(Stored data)
:::

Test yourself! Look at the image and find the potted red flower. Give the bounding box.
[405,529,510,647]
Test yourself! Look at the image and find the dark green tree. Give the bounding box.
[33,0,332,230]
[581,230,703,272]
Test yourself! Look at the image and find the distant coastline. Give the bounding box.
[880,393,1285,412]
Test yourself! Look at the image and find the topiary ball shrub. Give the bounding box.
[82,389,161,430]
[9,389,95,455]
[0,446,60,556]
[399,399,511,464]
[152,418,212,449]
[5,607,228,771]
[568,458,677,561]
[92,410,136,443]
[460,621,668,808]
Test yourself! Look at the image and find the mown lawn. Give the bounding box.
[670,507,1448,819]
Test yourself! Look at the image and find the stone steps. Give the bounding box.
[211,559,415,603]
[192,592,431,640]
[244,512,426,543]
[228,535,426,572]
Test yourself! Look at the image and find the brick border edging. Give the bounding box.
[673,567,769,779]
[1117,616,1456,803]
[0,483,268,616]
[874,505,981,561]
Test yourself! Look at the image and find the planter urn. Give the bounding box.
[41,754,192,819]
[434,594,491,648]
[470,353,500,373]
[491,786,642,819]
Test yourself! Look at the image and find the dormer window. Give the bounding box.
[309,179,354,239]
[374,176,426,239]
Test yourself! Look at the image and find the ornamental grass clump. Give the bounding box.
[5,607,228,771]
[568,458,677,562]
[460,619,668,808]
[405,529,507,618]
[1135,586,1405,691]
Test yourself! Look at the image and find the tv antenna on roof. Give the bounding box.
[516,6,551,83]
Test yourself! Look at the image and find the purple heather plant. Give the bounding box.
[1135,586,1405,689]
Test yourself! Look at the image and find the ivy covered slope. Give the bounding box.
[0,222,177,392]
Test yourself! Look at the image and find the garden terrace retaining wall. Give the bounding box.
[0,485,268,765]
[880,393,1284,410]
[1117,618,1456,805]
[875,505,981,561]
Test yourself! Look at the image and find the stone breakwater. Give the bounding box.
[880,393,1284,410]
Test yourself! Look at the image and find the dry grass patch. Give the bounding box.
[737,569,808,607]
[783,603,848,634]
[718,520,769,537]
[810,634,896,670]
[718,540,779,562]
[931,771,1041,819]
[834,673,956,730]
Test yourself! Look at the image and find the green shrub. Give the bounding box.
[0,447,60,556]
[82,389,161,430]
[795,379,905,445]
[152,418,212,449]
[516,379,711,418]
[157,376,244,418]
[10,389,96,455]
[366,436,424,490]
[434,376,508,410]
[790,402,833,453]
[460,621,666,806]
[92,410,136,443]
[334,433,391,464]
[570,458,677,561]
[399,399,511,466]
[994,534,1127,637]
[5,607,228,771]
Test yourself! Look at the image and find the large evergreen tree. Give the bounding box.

:::

• [Objective] Copy out all of the records above, swapping "Give the bounding box" for "Provide the bounding box" everywhere it appears and leaving every other part unchanged.

• [Result below]
Test yourself! Look at the image and find the potted red flower. Provide the bounding box.
[405,529,510,647]
Test yourself! Look at the image and find the dark green tree. Provide the bounding box.
[33,0,332,230]
[581,230,703,272]
Test yourself! Look at the image and find the distant coastline. Provide the bounding box.
[880,393,1285,412]
Test yourself! Look at the image and find the topiary ball shrub. Provide the bounding box.
[82,389,161,430]
[9,389,95,455]
[0,446,60,556]
[399,399,511,464]
[152,418,212,449]
[5,607,228,771]
[568,458,677,561]
[92,410,136,443]
[460,621,668,808]
Test yourself! Look at the image and find the mown lawn. Provide the bounding box.
[670,507,1448,819]
Test yourself! Look at the image and find the stone steps. Provide the bounding box.
[211,559,415,603]
[192,592,431,640]
[244,512,426,543]
[228,535,426,572]
Test yourself! Look at the image and find the brick border edging. Provide the bounding box.
[673,567,769,779]
[1117,616,1456,803]
[0,483,268,616]
[874,505,981,561]
Test yourself! Look at the image and find the planter urn. Provide the bounding box.
[41,754,192,819]
[434,594,491,648]
[470,353,500,373]
[491,786,642,819]
Test yourself! Look at the image and find the dormer window. Provide the bounding box.
[309,179,354,239]
[374,176,426,239]
Test yourself! Look at the image and find the ornamental grass clump. Provide the bounding box.
[5,607,228,771]
[568,458,677,562]
[460,619,668,808]
[405,529,507,618]
[1135,586,1405,691]
Test yourself! Look at the image and find the tv antenna on roof. Provide the bounding box.
[516,6,551,83]
Test yourself! Look at the image and find the purple heather plant. Provide the bounding box.
[1135,586,1405,689]
Test yourself! Look at the image and find the ivy covered slope. Provide the bounding box.
[0,222,177,392]
Test yourself! Look at the image and find the garden terrace retaining wall. Provide the bounding box.
[0,485,268,765]
[880,393,1284,410]
[1117,618,1456,805]
[875,505,981,561]
Test yourself! Look at the image and find the stone breakwater. Provide the bounding box.
[880,393,1284,410]
Test yourself! Look at the image and find the dry grass patch. Provide the bounding box.
[737,569,808,607]
[783,603,848,634]
[718,520,769,537]
[810,634,896,670]
[718,540,779,562]
[931,771,1041,819]
[834,673,956,730]
Test yourself! Look at the image and find the green shrub. Provide the bounding box.
[0,447,60,556]
[82,389,161,430]
[795,379,905,445]
[152,418,212,449]
[516,379,711,418]
[157,376,244,418]
[10,389,96,455]
[366,436,424,490]
[434,376,508,410]
[790,402,833,453]
[460,621,666,806]
[92,410,136,443]
[334,433,391,464]
[570,458,677,561]
[399,399,511,466]
[994,534,1127,637]
[5,607,228,771]
Test yourself! Look at the image and find the large evergreen tree. Provide the bounding box.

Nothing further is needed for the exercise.